### Required work
Go through the data below and copy it exactly, skipping every picture.

### Exercise data
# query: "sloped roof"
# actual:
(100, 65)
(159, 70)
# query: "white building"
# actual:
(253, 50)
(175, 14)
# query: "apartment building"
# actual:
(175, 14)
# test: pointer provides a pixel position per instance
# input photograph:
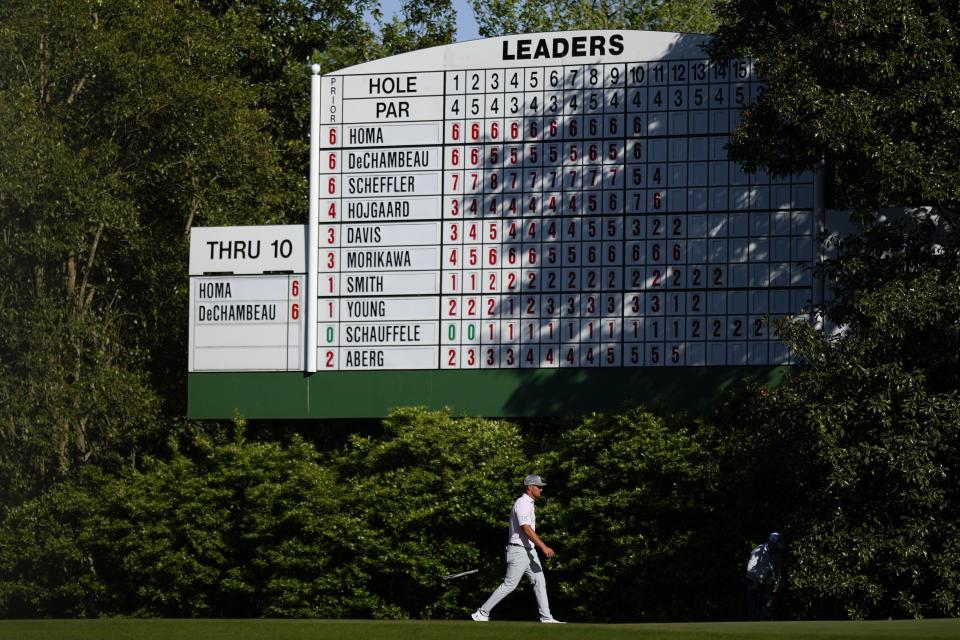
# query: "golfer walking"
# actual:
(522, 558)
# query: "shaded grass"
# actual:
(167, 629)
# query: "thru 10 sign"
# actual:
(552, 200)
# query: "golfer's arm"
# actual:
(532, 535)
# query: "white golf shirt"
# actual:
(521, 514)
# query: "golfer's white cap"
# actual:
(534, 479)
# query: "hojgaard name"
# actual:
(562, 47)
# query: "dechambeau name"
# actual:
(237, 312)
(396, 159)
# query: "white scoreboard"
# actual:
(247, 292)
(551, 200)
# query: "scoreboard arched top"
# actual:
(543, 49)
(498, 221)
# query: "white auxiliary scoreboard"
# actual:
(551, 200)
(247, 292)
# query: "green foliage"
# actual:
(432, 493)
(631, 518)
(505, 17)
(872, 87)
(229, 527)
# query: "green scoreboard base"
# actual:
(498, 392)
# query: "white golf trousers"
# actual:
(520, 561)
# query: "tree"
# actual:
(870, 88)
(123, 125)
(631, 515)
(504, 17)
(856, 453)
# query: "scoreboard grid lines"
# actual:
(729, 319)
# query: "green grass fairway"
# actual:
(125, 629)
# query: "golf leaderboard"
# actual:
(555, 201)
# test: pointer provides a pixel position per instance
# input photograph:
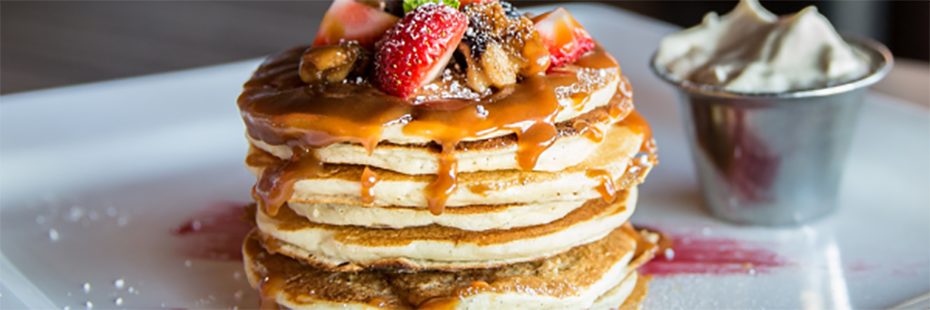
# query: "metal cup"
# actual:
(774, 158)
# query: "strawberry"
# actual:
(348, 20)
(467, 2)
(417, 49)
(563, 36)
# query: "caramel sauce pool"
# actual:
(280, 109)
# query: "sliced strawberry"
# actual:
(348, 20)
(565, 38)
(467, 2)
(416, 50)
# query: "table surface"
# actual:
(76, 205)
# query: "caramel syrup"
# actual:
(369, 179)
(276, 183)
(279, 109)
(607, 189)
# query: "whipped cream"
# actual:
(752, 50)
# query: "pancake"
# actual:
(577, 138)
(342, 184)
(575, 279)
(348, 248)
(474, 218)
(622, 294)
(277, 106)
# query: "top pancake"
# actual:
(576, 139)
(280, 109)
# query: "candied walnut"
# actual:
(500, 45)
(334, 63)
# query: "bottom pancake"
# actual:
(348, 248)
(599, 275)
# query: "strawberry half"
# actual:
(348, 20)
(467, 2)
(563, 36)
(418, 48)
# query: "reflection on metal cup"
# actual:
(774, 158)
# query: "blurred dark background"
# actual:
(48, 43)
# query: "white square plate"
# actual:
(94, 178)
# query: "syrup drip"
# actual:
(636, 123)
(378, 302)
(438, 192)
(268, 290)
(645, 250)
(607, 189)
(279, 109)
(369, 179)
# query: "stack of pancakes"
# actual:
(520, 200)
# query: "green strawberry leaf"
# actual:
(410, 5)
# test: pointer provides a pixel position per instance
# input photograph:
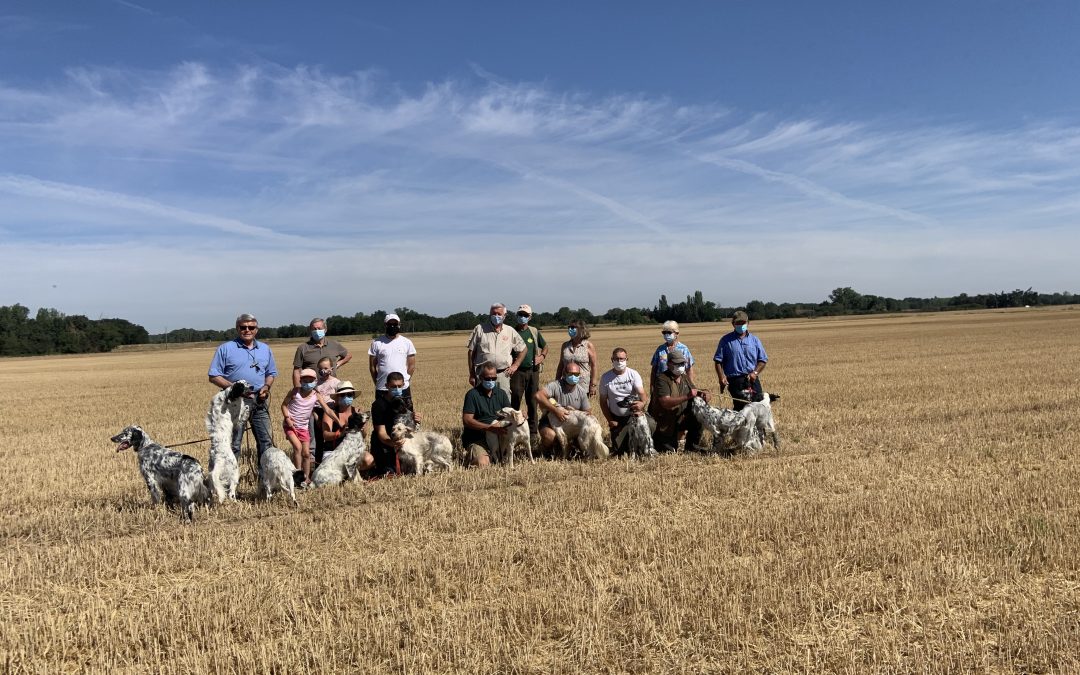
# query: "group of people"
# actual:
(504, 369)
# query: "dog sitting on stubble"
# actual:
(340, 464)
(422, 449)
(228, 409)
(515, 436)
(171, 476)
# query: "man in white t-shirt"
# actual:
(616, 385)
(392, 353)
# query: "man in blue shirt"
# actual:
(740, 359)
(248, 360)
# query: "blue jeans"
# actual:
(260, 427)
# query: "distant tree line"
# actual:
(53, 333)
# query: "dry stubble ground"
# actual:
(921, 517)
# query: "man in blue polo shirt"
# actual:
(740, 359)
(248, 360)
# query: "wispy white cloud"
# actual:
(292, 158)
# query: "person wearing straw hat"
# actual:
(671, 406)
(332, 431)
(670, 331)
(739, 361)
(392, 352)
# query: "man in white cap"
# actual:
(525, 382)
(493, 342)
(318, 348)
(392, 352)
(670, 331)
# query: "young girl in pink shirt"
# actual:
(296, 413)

### Solution
# query: "sloped roof"
# actual:
(100, 65)
(159, 70)
# query: "white building"
# actual:
(253, 50)
(175, 14)
# query: "apartment building"
# actual:
(175, 14)
# test: pointer provides a pixel position per instance
# input photograph:
# query: "golfer walking"
# actual:
(522, 558)
# query: "shaded grass"
# actual:
(167, 629)
# query: "thru 10 sign"
# actual:
(552, 200)
# query: "golfer's arm"
# actual:
(532, 535)
# query: "white golf shirt"
# actual:
(521, 514)
# query: "golfer's white cap"
# actual:
(534, 479)
# query: "hojgaard name"
# actual:
(562, 47)
# query: "dechambeau name"
# actual:
(237, 312)
(396, 159)
# query: "white scoreboard"
# actual:
(247, 292)
(551, 200)
# query: "scoreboard arched top"
# actual:
(543, 49)
(498, 221)
# query: "white auxiliary scoreboard"
# actual:
(551, 200)
(247, 292)
# query: "green foliage"
# actual:
(432, 493)
(631, 518)
(505, 17)
(872, 87)
(229, 527)
# query: "green scoreboard base"
# actual:
(498, 392)
# query: "white golf trousers"
# actual:
(520, 561)
# query: "tree"
# actual:
(870, 88)
(123, 125)
(631, 515)
(504, 17)
(856, 453)
# query: "scoreboard grid lines"
# actual:
(729, 319)
# query: "green grass fairway"
# actual:
(125, 629)
# query: "golf leaderboard"
# actual:
(555, 201)
# test: pointer provides a pixel position per instance
# input photograph:
# query: "metal cup"
# actual:
(774, 158)
# query: "strawberry"
# actual:
(348, 20)
(467, 2)
(417, 49)
(563, 36)
# query: "caramel sauce pool"
# actual:
(280, 109)
# query: "sliced strawberry"
# actual:
(348, 20)
(565, 38)
(467, 2)
(416, 50)
# query: "table surface"
# actual:
(76, 205)
# query: "caramel syrup"
# actual:
(369, 179)
(276, 183)
(279, 109)
(607, 189)
# query: "whipped cream"
# actual:
(752, 50)
# query: "pancake"
# actual:
(577, 138)
(342, 184)
(575, 279)
(348, 248)
(474, 218)
(622, 294)
(277, 106)
# query: "top pancake"
# actual:
(576, 139)
(280, 109)
# query: "candied walnut"
# actual:
(500, 45)
(334, 63)
# query: "bottom pancake"
# actual:
(348, 248)
(599, 275)
# query: "strawberry half"
# actual:
(348, 20)
(467, 2)
(563, 36)
(418, 48)
# query: "reflection on metal cup"
# actual:
(774, 158)
# query: "blurred dark background"
# actual:
(48, 43)
# query: "white square plate"
# actual:
(94, 178)
# query: "syrup drip"
# actual:
(636, 123)
(378, 302)
(438, 192)
(268, 290)
(645, 250)
(607, 189)
(279, 109)
(369, 179)
# query: "stack of pancakes"
# actual:
(520, 200)
# query: "green strawberry leaf"
# actual:
(410, 5)
# test: pointer provides a pixel position per instance
# input photograph:
# query: "group of people"
# actual:
(504, 369)
# query: "dog sitting on stubble"
# actual:
(340, 464)
(422, 449)
(228, 409)
(515, 436)
(171, 476)
# query: "man in white t-shirt"
# actual:
(616, 385)
(392, 353)
# query: "man in blue shirt"
# actual:
(740, 359)
(248, 360)
# query: "blue jeans"
# actual:
(260, 427)
# query: "distant tree line"
# actual:
(53, 333)
# query: "dry stubble ground"
# actual:
(921, 517)
# query: "man in blue polo shirt"
# actual:
(740, 359)
(248, 360)
# query: "wispy white cloud"
# actual:
(292, 158)
# query: "person wearing straw hat"
# actual:
(671, 406)
(332, 431)
(670, 331)
(739, 361)
(392, 352)
# query: "man in white cap"
# actual:
(525, 382)
(493, 342)
(318, 348)
(392, 352)
(670, 331)
# query: "young girl in pink shirt"
# actual:
(296, 413)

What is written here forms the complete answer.